Era, de fato, um grande acordo nacional. Com o Supremo, com tudo, com todos os que importam. Afinal, nesse tipo de acordo nunca há espaço para a classe trabalhadora, para os aposentados, para as mulheres, para a população negra, para os povos indígenas.
Hoje, temos o país à beira do caos, um governo incapaz de governar e nenhuma saída na nossa frente. A greve dos caminhoneiros apenas desvelou a situação em que os encontramos – e sua própria ambiguidade é um indício das incertezas profundas do momento.
Qualquer solução será, com certeza, uma meia sola. Em parte porque o próprio movimento não parece ter rumo certo e se mostra embevecido com sua própria força. Mas, sobretudo, porque não há, no governo que aí está, nem disposição nem autoridade para mais do que isso. Quem confiaria num acordo com o governo Temer?
E as eleições, que teriam o condão de relegitimar o centro do poder, ficam despidas desta capacidade na medida em que a expressão da vontade popular está tolhida por um ato de força. Com a decisão de impedir a candidatura de Lula – e em seguida aprisioná-lo –, as classes dominantes anunciaram que não desejam qualquer repactuação da ordem anterior. Jogaram o país numa crise política impossível e se recusam a discutir qualquer solução.

*****

▶ **Instruções e requisitos**
Reproduza, sem nenhuma alteração, a parte do trecho acima sobre a crise política que começa em "Qualquer solução será, com" e termina em "o governo Temer?".

▶ **Dados fornecidos**
*****

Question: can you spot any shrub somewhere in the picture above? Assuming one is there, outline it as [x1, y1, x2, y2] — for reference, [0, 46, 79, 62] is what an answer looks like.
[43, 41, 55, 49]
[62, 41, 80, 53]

*****

▶ **Resposta**
Qualquer solução será, com certeza, uma meia sola. Em parte porque o próprio movimento não parece ter rumo certo e se mostra embevecido com sua própria força. Mas, sobretudo, porque não há, no governo que aí está, nem disposição nem autoridade para mais do que isso. Quem confiaria num acordo com o governo Temer?